● Problem
Copy out the records from the line containing "Target: <item>tall grass</item>" through the end of the records, inclusive, keeping every request line unchanged. In the answers only, multiply each coordinate by 0.2 and round it to a whole number, rounding halves up.

(Entries taken from a collection)
--------------------

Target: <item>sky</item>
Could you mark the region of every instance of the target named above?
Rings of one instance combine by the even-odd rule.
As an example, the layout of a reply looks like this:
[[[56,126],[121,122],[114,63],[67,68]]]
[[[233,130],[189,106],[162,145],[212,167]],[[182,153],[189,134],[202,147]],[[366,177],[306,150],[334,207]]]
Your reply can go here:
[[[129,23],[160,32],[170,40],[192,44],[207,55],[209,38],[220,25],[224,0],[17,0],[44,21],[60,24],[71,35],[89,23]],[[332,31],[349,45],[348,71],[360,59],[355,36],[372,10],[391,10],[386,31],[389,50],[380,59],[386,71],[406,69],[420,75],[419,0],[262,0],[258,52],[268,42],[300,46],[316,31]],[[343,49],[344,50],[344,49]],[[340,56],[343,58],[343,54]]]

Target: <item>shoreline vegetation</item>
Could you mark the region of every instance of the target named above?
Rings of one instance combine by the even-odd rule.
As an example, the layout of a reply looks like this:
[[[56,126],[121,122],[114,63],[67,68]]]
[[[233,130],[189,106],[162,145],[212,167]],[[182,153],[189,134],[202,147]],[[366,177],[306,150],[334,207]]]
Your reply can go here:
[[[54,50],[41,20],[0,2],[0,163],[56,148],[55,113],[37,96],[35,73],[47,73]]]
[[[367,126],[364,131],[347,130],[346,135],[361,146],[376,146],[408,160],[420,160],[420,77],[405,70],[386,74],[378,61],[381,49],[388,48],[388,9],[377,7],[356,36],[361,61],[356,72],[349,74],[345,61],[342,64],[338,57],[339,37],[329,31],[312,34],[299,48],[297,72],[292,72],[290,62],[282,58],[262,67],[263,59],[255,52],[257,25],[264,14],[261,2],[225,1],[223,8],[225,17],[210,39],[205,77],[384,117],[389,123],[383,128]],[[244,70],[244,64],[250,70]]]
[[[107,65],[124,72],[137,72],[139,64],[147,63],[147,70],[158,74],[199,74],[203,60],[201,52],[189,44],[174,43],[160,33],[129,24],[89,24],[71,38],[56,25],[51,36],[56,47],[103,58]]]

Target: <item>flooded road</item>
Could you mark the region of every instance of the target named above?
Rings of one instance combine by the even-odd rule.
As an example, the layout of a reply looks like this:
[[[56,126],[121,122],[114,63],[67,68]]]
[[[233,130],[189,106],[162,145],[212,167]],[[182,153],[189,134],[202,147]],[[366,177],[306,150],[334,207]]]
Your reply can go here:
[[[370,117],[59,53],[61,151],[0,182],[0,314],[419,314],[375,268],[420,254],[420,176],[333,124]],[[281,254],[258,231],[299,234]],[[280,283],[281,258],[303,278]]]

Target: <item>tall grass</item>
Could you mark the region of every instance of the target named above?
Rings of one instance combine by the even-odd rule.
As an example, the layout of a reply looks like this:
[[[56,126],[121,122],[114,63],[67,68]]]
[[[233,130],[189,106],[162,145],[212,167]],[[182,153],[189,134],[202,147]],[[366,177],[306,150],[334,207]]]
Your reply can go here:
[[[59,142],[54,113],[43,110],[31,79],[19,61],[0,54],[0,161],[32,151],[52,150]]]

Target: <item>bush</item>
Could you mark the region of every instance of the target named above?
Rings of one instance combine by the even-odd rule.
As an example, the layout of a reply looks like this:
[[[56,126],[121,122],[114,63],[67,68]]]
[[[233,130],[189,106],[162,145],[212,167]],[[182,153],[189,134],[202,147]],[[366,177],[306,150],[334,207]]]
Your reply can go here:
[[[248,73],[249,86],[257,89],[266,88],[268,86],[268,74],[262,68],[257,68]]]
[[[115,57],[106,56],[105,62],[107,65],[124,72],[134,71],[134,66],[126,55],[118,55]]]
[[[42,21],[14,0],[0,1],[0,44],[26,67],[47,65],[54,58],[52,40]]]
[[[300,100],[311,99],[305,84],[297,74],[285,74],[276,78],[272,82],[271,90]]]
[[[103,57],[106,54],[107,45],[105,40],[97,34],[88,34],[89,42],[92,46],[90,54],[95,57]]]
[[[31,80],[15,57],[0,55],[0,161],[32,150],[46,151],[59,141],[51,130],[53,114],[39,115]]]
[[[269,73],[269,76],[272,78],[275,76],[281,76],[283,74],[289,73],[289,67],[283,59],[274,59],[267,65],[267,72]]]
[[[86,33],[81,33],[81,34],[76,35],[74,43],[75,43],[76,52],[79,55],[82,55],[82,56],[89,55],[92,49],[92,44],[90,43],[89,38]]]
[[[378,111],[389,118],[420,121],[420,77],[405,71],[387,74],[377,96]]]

--------------------

● Output of the task
Target: <item>tall grass</item>
Could you mark the region of every instance of the target named above?
Rings of one instance combine by the even-odd rule.
As an example, the layout of a reply looks like this:
[[[56,126],[121,122],[114,63],[67,68]]]
[[[233,130],[189,106],[162,145],[212,167]],[[182,153],[189,134],[202,147]],[[366,177],[306,150],[334,207]]]
Your reply can go here:
[[[12,28],[11,23],[9,22],[6,16],[4,12],[0,11],[0,32],[6,30],[10,30]]]

Target: <item>bush</item>
Could you mark the region of every instance of the target named above?
Rings of one instance combine by the even-odd rule.
As an example, the layout of a reply looks like this:
[[[56,126],[121,122],[114,63],[67,68]]]
[[[233,130],[189,106],[162,145],[212,167]],[[182,153],[189,134],[202,147]],[[366,177],[306,150],[334,207]]]
Your reply can go here:
[[[50,15],[50,17],[51,18],[53,18],[54,17],[54,15],[52,14],[51,14]]]
[[[23,11],[21,11],[21,12],[21,13],[25,14],[27,14],[27,13],[25,11],[24,11]]]
[[[8,4],[3,0],[0,0],[0,9],[5,13],[9,13],[11,12],[10,8]]]
[[[60,20],[62,20],[61,17],[59,15],[57,15],[55,16],[54,16],[54,18]]]
[[[21,11],[21,11],[21,9],[21,8],[19,7],[18,7],[18,8],[18,9],[18,11],[19,11]]]
[[[6,16],[3,11],[0,11],[0,32],[6,30],[9,30],[12,28],[10,26],[11,23],[8,23]]]
[[[54,15],[54,15],[54,16],[55,15],[56,15],[57,15],[58,15],[58,13],[57,12],[55,12],[53,13],[53,14]]]
[[[17,7],[16,7],[16,7],[15,7],[15,9],[15,9],[15,10],[16,11],[16,11],[16,11],[18,11],[18,10],[18,9],[18,9],[18,8]]]
[[[76,22],[78,24],[84,24],[84,15],[81,14],[77,15],[75,19]]]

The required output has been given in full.